-- START OF Data extract --
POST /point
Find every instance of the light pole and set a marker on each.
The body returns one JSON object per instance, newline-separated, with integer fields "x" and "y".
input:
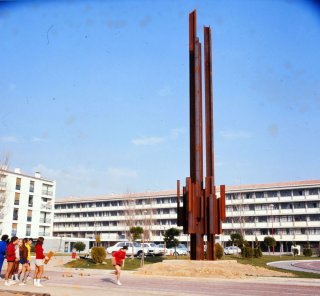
{"x": 272, "y": 230}
{"x": 143, "y": 236}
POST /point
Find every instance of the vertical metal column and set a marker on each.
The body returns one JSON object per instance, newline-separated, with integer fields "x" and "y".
{"x": 202, "y": 213}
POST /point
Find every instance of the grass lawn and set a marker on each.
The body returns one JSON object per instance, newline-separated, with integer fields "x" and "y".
{"x": 133, "y": 264}
{"x": 130, "y": 264}
{"x": 262, "y": 262}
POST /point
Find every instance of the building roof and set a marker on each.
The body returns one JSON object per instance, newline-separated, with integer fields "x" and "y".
{"x": 249, "y": 187}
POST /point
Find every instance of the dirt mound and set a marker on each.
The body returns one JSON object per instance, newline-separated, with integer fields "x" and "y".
{"x": 229, "y": 269}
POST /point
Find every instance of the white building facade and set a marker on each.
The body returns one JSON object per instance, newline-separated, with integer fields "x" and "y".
{"x": 288, "y": 211}
{"x": 26, "y": 204}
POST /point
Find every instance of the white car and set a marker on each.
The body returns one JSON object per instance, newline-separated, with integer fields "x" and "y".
{"x": 231, "y": 250}
{"x": 153, "y": 249}
{"x": 137, "y": 248}
{"x": 164, "y": 250}
{"x": 179, "y": 250}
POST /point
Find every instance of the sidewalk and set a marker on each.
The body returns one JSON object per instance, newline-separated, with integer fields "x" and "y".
{"x": 70, "y": 282}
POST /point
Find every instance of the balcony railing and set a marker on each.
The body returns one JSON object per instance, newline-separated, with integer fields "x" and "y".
{"x": 47, "y": 192}
{"x": 42, "y": 233}
{"x": 46, "y": 207}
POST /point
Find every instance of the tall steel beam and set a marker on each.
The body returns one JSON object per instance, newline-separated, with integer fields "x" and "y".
{"x": 202, "y": 213}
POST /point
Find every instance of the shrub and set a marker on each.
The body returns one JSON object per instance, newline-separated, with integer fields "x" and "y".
{"x": 295, "y": 252}
{"x": 257, "y": 252}
{"x": 307, "y": 252}
{"x": 98, "y": 254}
{"x": 219, "y": 250}
{"x": 247, "y": 252}
{"x": 79, "y": 246}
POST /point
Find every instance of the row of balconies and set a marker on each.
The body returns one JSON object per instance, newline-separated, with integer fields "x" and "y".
{"x": 286, "y": 224}
{"x": 115, "y": 208}
{"x": 275, "y": 212}
{"x": 114, "y": 218}
{"x": 279, "y": 238}
{"x": 118, "y": 228}
{"x": 271, "y": 200}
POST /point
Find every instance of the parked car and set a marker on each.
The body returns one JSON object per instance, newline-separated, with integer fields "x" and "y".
{"x": 164, "y": 249}
{"x": 232, "y": 250}
{"x": 153, "y": 249}
{"x": 181, "y": 249}
{"x": 137, "y": 248}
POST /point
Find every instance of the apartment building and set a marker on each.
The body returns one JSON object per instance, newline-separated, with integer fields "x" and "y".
{"x": 111, "y": 216}
{"x": 289, "y": 211}
{"x": 26, "y": 204}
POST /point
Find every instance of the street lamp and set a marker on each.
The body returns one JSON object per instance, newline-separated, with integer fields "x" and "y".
{"x": 272, "y": 230}
{"x": 144, "y": 226}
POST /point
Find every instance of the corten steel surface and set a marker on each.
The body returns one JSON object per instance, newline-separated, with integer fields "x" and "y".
{"x": 202, "y": 212}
-- END OF Data extract --
## Task instructions
List each line of the material above that contains the string "white", counting only matches in the same case.

## Exercise output
Find every instance of the white building facade and set a marker on each.
Find every instance of the white car and set a marker on each.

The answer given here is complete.